→ QUOTED TEXT:
◇ ◇ ◇

-
Notifications
You must be signed in to change notification settings - Fork 1
New issue
Have a question about this project? Sign up for a free GitHub account to open an issue and contact its maintainers and the community.
By clicking “Sign up for GitHub”, you agree to our terms of service and privacy statement. We’ll occasionally send you account related emails.
Already on GitHub? Sign in to your account
Fixing divide-by-zero runtime error when compiled with oneAPI #33
base: master
Are you sure you want to change the base?
Conversation
Fixes #34 |
I've tested this change with the ACCESS-OM2 However, I'd like to understand how this division by zero comes about at all? I've output the >>> import xarray as xr
>>>
>>> ds = xr.open_dataset(
... "/g/data/tm70/ds0092/model/config/om2_1deg_jra55_ryf/archive/output000/ocean/ocean_grid_check.nc"
... )
>>> kmt = ds["kmt"]
>>> ht = ds["ht"]
>>>
>>> # Mask unprocessed blocks
>>> kmt = kmt.where(ht < 1e36)
>>>
>>> ht.where(kmt > 0).min().item()

◇ ◇ ◇

→ DIRECTION:
Write out everything in the divide-by-zero pull request from "Conversation" down to "ht.where(kmt > 0).min().item()".

→ PROVIDED INFORMATION:
◇ ◇ ◇

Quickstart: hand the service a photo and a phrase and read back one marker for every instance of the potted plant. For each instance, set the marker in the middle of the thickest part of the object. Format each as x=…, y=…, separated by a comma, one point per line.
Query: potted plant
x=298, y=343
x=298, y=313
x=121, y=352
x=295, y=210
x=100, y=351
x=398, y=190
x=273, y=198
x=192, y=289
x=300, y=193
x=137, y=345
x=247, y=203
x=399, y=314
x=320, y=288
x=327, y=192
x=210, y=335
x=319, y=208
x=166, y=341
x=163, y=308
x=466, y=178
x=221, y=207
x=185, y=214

◇ ◇ ◇

→ SOLVED PROBLEM:
Conversation
Fixes #34 |
I've tested this change with the ACCESS-OM2 However, I'd like to understand how this division by zero comes about at all? I've output the >>> import xarray as xr
>>>
>>> ds = xr.open_dataset(
... "/g/data/tm70/ds0092/model/config/om2_1deg_jra55_ryf/archive/output000/ocean/ocean_grid_check.nc"
... )
>>> kmt = ds["kmt"]
>>> ht = ds["ht"]
>>>
>>> # Mask unprocessed blocks
>>> kmt = kmt.where(ht < 1e36)
>>>
>>> ht.where(kmt > 0).min().item()